## REQUIRED TASK 1
Could you transcribe the walking socks text below in full, word for word?

## GIVEN TEXT
** begin **
Do I Need To Wear Walking Socks
Image Source: Jake Ingle
Your feet have around 250,000 sweat glands in them and produce half a pint of sweat every day. That may sound a lot, but most of that evaporates, helping to cool your feet and body. When out hiking the extra exertion increases the amount of sweat your feet generate. This can cause problems on long walks, often resulting in discomfort and painful blisters. Walking socks are designed specifically to address these issues to keep you hiking in comfort, so we thought we'd show you how and why they work.
How can you avoid blisters when walking?
Ditch the cotton dress socks
Most people wear socks that are made of cotton, nylon and a bit of elastic for everyday use. They are excellent for day-to-day activities, nice and soft against your skin and breathable, but have their drawbacks over longer distances .
** end **
## REQUIRED TASK 2
Could you format the lines of the records below as a JSON list of strings, one string per line with blank lines left out, starting with the line that contains "For every instance of the tree, the" and going on through the end of the records?

## Records from a dataset
** begin **
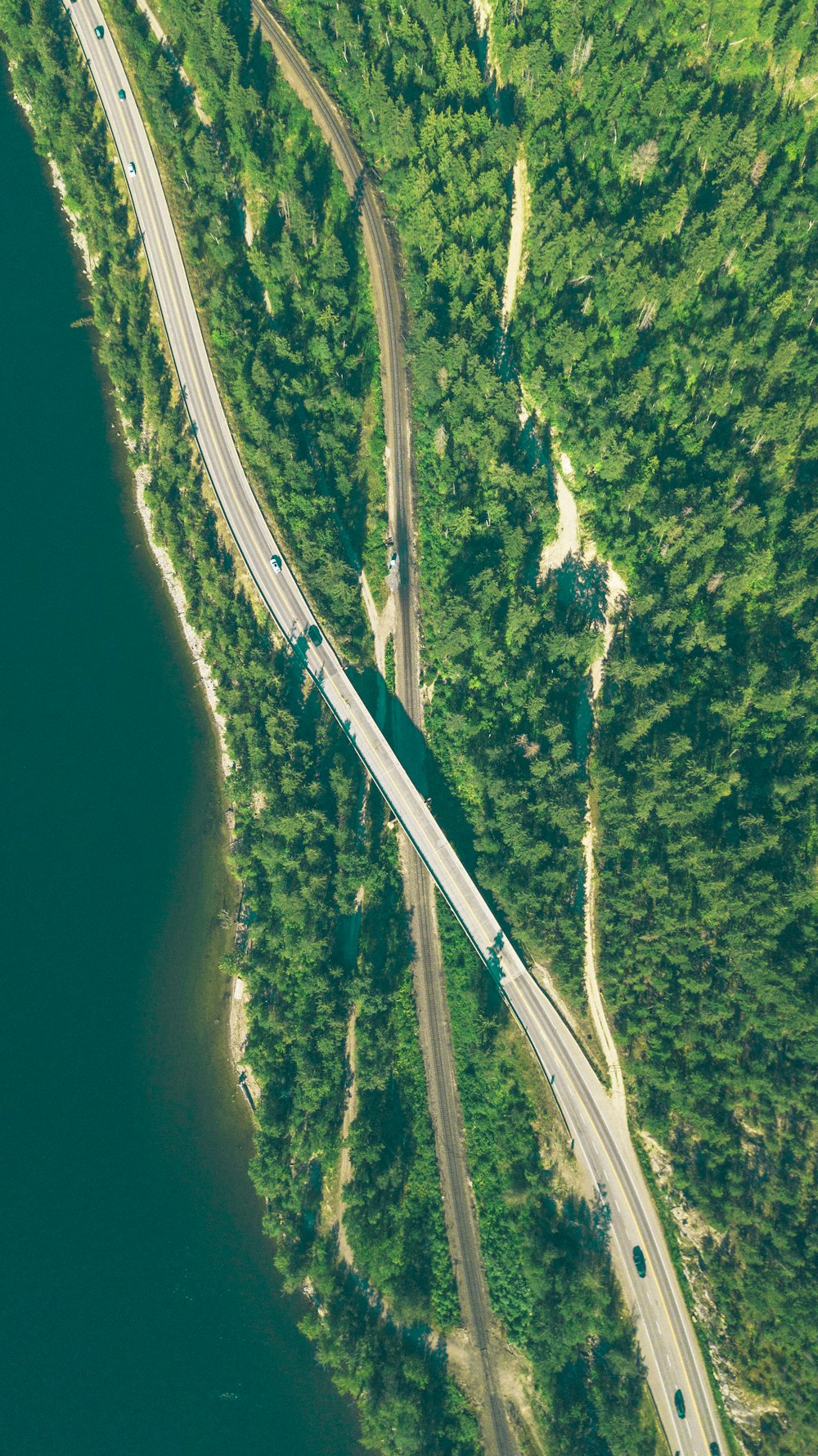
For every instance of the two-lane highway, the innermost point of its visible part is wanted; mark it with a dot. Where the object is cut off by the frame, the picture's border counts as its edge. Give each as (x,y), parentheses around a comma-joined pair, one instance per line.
(600,1136)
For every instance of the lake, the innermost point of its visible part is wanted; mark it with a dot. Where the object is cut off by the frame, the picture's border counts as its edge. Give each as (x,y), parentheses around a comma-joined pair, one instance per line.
(142,1312)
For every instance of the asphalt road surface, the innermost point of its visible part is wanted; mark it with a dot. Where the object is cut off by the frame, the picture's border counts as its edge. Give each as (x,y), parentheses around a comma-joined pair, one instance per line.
(435,1031)
(601,1139)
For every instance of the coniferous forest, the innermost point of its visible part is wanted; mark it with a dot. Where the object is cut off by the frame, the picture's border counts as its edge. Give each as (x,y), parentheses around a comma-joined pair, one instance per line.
(663,338)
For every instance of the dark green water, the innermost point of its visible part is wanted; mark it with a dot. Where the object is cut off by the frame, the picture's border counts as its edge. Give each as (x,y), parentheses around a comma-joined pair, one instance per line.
(139,1306)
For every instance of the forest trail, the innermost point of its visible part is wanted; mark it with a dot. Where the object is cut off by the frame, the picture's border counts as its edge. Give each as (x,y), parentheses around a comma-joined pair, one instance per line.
(350,1113)
(515,267)
(569,544)
(435,1034)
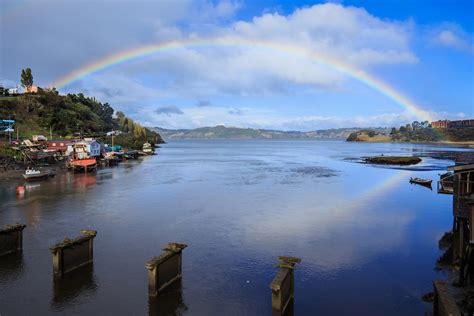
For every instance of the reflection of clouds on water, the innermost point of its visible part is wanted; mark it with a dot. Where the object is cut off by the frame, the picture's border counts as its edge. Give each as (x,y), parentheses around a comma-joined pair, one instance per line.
(317,172)
(326,232)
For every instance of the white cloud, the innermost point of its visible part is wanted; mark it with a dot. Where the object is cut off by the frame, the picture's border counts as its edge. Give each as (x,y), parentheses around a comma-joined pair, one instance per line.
(193,117)
(455,38)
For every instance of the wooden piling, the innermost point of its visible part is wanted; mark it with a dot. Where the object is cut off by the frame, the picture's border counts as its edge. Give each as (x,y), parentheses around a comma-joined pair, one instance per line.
(11,239)
(164,269)
(283,287)
(71,254)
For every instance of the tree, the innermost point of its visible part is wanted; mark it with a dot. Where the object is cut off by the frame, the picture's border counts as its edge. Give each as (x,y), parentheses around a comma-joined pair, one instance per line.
(26,78)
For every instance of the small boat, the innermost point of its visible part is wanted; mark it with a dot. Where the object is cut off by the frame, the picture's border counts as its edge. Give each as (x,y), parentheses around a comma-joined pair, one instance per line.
(32,174)
(88,164)
(424,182)
(446,183)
** end **
## EXERCISE ANSWER 1
Do I Need To Wear Walking Socks
Image Source: Jake Ingle
Your feet have around 250,000 sweat glands in them and produce half a pint of sweat every day. That may sound a lot, but most of that evaporates, helping to cool your feet and body. When out hiking the extra exertion increases the amount of sweat your feet generate. This can cause problems on long walks, often resulting in discomfort and painful blisters. Walking socks are designed specifically to address these issues to keep you hiking in comfort, so we thought we'd show you how and why they work.
How can you avoid blisters when walking?
Ditch the cotton dress socks
Most people wear socks that are made of cotton, nylon and a bit of elastic for everyday use. They are excellent for day-to-day activities, nice and soft against your skin and breathable, but have their drawbacks over longer distances .

## EXERCISE ANSWER 2
[
  "For every instance of the tree, the innermost point of its visible part is wanted; mark it with a dot. Where the object is cut off by the frame, the picture's border counts as its edge. Give each as (x,y), parentheses around a comma-joined pair, one instance per line.",
  "(26,78)",
  "For every instance of the small boat, the innermost point of its visible part is wanted; mark it with a dot. Where the object is cut off by the frame, the picture's border counts as its edge. Give each as (x,y), parentheses around a comma-joined pair, one instance per line.",
  "(32,174)",
  "(88,164)",
  "(424,182)",
  "(446,183)"
]